Task objective –
Repeat exactly the lines from the start of the entries below through the line containing "positive clicks: (1789, 1040)". Omit the rest.

§

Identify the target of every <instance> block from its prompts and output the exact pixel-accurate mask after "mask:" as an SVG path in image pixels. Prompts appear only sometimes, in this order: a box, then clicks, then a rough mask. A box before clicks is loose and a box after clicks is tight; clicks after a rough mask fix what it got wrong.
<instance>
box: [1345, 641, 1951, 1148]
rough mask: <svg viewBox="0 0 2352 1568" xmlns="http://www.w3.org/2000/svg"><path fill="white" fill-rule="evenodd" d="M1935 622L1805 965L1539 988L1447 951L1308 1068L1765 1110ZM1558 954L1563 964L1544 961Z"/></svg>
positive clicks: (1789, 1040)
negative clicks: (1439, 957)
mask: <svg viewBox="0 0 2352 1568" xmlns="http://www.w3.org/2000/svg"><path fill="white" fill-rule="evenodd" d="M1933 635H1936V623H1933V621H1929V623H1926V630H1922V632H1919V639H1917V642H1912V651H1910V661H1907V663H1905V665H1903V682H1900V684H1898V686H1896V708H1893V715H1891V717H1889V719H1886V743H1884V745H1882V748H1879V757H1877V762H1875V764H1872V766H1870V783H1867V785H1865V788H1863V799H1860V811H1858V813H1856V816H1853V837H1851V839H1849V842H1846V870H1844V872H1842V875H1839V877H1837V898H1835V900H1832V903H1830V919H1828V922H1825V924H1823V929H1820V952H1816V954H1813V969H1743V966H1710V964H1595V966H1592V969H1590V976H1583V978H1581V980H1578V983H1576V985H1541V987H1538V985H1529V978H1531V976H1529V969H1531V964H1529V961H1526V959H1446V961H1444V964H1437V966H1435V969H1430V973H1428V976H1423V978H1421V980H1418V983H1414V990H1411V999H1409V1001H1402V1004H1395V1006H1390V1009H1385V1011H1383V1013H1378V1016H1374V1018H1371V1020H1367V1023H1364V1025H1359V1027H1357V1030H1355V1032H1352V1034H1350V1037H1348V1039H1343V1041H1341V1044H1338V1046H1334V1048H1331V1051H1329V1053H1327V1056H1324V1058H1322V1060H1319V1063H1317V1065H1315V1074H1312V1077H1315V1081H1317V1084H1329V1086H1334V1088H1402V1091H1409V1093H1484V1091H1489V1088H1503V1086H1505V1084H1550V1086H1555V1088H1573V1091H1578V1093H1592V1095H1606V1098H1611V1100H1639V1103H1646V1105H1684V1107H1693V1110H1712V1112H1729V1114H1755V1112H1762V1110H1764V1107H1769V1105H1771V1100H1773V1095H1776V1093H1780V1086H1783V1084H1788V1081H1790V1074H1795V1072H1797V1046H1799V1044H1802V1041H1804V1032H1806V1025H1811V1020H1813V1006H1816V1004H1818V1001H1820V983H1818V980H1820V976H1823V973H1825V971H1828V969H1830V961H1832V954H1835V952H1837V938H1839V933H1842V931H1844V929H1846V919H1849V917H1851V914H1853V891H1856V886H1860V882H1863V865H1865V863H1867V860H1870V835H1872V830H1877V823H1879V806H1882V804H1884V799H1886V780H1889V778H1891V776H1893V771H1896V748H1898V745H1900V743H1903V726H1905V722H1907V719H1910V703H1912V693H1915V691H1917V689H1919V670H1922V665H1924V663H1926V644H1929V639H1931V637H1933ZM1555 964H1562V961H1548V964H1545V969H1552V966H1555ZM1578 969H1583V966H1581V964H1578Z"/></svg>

§

The answer –
Identify the target of every <instance> block from its prompts and output the exact pixel-accurate mask after "mask:" as an SVG path in image pixels. Prompts appear only sometimes, in this order: a box, then clicks, then a rough mask. A box before clicks is loose and a box after clicks is tight; clicks after a rough mask fix what it got wrong.
<instance>
box: [1345, 641, 1951, 1148]
rough mask: <svg viewBox="0 0 2352 1568" xmlns="http://www.w3.org/2000/svg"><path fill="white" fill-rule="evenodd" d="M1935 622L1805 965L1539 988L1447 951L1308 1068L1765 1110ZM1558 954L1563 964L1544 961Z"/></svg>
positive clicks: (1789, 1040)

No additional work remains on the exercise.